Text shown:
+++++
[petsc-users] [PATCH 2/2] Call KSPSetFromOptions before setting fieldsplit-specific options

[Jed Brown]

Umut Tabak <u.tabak at tudelft.nl> writes:

> On 09/08/2013 06:17 PM, Jed Brown wrote:
>> block is indefinite, even worse.
>> A11 indefinite could lead to the Schur complement being singular.  The
>> approach breaks down if that's the case.  A11 singular or negative
>> semi-definite is the standard case.
> Even not singular, an already ill-conditioned problem becomes worse with 
> a Schur complement approach.

I don't know what you're trying to say, but using factorization makes
sense when you set the problem up so that the Schur complement is better
behaved than the original problem (either because it's better
conditioned or because you have a practical preconditioner for it).  Of
course you can choose bad splittings so that the Schur complement is
worse (or singular).

Note that the Schur complement can be completely different from what was
in that block of the matrix before factorization.

> And it is almost impossible to define a SPD preconditioner that could 
> work with S to result in decent iteration counts.
>
> This was a question I asked a couple of weeks ago but did not have the 
> time to go into details.
>
> I guess these kinds of separation ideas and use of independent 
> factorizations or combined preconditioners for different blocks will not 
> work for this problem...

Possible, or you're doing it wrong.

>> You need to read the literature for problems of your type.  There are a
>> few possible approaches to approximating the Schur complement.  The
>> splitting into blocks also might not be very good.
> well I took a look at the literature but could not really find something 
> useful up until now. The main difference was one of the blocks was 
> either SPD or well-conditioned(for A00 or A11).
+++++
Tasks to carry out:
[1] In the Schur complement thread, shorten the paragraph beginning "I don't know what you're trying to say" while keeping its main facts.
[2] Reproduce verbatim the part of the Schur complement thread starting with "Note that the" and going on through "for this problem...".
[3] Resume the Schur complement thread after its final line.

Pointing and labeling entries:
+++++
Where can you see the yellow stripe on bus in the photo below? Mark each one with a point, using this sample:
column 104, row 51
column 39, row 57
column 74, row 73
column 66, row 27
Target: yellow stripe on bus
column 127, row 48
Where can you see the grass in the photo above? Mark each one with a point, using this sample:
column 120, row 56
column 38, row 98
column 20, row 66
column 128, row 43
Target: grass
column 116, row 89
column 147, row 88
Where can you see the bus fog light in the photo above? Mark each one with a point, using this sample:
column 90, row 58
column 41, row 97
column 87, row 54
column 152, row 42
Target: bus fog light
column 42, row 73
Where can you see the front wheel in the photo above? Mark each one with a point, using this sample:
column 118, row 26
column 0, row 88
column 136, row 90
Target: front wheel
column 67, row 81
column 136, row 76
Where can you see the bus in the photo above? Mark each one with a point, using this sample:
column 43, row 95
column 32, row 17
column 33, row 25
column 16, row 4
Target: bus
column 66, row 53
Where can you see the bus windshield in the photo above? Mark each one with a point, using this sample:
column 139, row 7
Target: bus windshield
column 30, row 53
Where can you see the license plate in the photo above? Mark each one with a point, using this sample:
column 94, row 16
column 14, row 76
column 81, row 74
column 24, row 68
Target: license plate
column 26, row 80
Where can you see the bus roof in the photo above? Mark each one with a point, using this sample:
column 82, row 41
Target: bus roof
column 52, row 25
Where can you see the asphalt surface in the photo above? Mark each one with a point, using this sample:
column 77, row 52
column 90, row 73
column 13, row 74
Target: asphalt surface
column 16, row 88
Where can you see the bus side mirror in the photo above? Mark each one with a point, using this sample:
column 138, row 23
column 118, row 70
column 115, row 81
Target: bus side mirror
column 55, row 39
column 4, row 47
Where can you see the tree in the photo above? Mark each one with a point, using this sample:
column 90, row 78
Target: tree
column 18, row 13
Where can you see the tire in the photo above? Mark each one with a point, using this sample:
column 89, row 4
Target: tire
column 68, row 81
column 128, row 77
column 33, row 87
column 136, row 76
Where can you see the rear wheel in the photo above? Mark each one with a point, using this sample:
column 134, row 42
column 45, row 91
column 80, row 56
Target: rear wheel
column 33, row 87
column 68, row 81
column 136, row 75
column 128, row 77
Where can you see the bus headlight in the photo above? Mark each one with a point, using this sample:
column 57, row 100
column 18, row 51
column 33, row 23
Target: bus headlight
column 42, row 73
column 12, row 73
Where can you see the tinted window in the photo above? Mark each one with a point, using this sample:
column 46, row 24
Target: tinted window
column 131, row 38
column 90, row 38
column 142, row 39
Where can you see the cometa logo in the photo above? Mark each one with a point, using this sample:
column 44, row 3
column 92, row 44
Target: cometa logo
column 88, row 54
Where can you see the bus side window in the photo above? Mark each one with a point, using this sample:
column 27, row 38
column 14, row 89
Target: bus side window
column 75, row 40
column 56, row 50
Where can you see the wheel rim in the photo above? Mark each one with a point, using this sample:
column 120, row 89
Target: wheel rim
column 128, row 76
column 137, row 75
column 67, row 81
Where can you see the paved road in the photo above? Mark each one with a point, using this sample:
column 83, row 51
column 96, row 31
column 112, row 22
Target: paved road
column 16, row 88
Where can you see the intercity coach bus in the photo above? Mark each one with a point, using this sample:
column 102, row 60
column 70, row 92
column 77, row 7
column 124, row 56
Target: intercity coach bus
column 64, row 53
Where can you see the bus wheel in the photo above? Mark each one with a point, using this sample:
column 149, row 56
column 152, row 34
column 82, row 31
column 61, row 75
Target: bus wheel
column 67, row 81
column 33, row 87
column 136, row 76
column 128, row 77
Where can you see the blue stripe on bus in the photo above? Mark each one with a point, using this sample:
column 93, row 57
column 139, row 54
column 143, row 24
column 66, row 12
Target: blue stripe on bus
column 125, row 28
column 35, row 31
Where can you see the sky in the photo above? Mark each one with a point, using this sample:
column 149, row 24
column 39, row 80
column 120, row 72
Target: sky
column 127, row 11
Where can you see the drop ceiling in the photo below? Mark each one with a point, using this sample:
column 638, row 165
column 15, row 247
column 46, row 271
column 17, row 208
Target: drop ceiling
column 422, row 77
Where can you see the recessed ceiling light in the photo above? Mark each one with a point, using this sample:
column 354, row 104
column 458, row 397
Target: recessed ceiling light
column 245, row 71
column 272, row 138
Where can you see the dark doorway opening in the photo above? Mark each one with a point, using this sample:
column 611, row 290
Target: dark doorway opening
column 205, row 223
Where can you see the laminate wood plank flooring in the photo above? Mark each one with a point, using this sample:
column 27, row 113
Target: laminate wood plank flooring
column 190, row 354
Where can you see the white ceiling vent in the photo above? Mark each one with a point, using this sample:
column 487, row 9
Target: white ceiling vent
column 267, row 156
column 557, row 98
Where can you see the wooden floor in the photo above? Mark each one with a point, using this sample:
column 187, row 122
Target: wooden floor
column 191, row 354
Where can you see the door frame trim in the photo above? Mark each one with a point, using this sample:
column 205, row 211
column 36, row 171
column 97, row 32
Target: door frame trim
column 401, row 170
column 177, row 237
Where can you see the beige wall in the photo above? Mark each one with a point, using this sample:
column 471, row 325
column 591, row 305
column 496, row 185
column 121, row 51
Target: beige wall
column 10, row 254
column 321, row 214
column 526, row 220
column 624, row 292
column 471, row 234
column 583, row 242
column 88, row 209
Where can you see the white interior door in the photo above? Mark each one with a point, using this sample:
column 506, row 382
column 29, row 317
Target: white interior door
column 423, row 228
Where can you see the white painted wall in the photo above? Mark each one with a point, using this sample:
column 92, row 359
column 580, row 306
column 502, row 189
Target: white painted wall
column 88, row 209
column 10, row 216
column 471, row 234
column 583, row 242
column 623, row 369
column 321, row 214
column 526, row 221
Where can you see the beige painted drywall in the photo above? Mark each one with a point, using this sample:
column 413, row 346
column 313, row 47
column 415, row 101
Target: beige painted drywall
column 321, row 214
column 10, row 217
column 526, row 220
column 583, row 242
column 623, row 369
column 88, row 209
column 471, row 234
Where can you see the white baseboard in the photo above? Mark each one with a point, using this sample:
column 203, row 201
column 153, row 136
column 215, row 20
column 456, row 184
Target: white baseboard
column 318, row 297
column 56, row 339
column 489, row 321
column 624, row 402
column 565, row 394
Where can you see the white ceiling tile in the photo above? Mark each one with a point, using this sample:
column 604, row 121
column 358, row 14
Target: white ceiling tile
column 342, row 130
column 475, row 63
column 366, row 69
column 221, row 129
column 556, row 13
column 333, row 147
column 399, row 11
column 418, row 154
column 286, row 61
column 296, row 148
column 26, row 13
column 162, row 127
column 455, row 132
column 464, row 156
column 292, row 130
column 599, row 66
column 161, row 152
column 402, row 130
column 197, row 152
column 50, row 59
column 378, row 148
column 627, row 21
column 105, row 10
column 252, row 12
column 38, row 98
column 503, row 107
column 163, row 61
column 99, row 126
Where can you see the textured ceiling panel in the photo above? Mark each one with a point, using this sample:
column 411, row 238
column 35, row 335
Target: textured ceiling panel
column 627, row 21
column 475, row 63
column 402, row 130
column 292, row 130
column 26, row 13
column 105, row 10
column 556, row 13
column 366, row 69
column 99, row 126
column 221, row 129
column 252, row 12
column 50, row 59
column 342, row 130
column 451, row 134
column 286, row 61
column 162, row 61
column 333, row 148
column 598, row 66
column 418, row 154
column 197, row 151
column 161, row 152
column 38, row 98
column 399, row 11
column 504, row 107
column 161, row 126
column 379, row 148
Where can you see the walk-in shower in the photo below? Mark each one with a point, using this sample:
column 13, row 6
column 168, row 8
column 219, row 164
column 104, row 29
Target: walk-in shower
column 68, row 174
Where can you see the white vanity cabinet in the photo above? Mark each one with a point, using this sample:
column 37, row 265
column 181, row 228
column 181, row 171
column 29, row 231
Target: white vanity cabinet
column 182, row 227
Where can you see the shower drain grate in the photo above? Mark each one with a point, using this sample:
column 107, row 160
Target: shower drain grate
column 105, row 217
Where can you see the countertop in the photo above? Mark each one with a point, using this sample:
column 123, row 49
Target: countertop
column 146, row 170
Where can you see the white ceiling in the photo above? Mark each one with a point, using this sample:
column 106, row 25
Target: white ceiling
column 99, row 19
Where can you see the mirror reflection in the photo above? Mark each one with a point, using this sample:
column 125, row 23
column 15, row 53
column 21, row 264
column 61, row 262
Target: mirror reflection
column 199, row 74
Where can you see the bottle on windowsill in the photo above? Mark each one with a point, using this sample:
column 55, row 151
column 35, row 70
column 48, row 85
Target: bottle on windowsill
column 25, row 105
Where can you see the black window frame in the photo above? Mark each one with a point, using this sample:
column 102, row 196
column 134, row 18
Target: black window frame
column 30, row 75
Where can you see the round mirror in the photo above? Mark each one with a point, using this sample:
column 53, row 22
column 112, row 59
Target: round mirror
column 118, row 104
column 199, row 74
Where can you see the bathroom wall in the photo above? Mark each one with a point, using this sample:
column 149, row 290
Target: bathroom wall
+++++
The responses:
[1] Factorization pays off when the problem is set up so that the Schur complement behaves better than the original problem, either because it is better conditioned or because a practical preconditioner exists for it. A poor choice of splitting can instead make the Schur complement worse or even singular.

[2]
Note that the Schur complement can be completely different from what was
in that block of the matrix before factorization.

> And it is almost impossible to define a SPD preconditioner that could 
> work with S to result in decent iteration counts.
>
> This was a question I asked a couple of weeks ago but did not have the 
> time to go into details.
>
> I guess these kinds of separation ideas and use of independent 
> factorizations or combined preconditioners for different blocks will not 
> work for this problem...

[3]
>
> More  specifically, my problem is a kind of shifted problem for 
> eigenvalue solutions without going into too much detail. The symmetric 
> operator matrix is written as
>
> AA
> =
> (A-\sigmaB) C
> C^T (D-\sigmaE)
>
> and C is a rather sparse coupling matrix
>
> A00 = A-\sigmaB block is ill conditioned due to the shift
>
> and
>
> A11 = (D-\sigmaE)
>
> block is indefinite where D is a singular matrix with one zero 
> eigenvalue with 1 vector in the null space. E is rather well conditioned 
> but in combination it is not attackable by iterative methods. Moreover, 
> Schur complements are defined on this problematic system, AA.

Take a small problem size and use SVD to compute the extreme singular
values of S = A11 - C^T A00^{-1} C.  Also get an estimate of the
spectrum so you can tell whether it's indefinite.

> There is some literature on these shifted problems but I am not sure if 
> I should dive into that field or not at this point.
>
> Trying the 'fieldsplit' approach was some kind of a 'what-if' for me...
>
> But thanks for the help and comments anyway.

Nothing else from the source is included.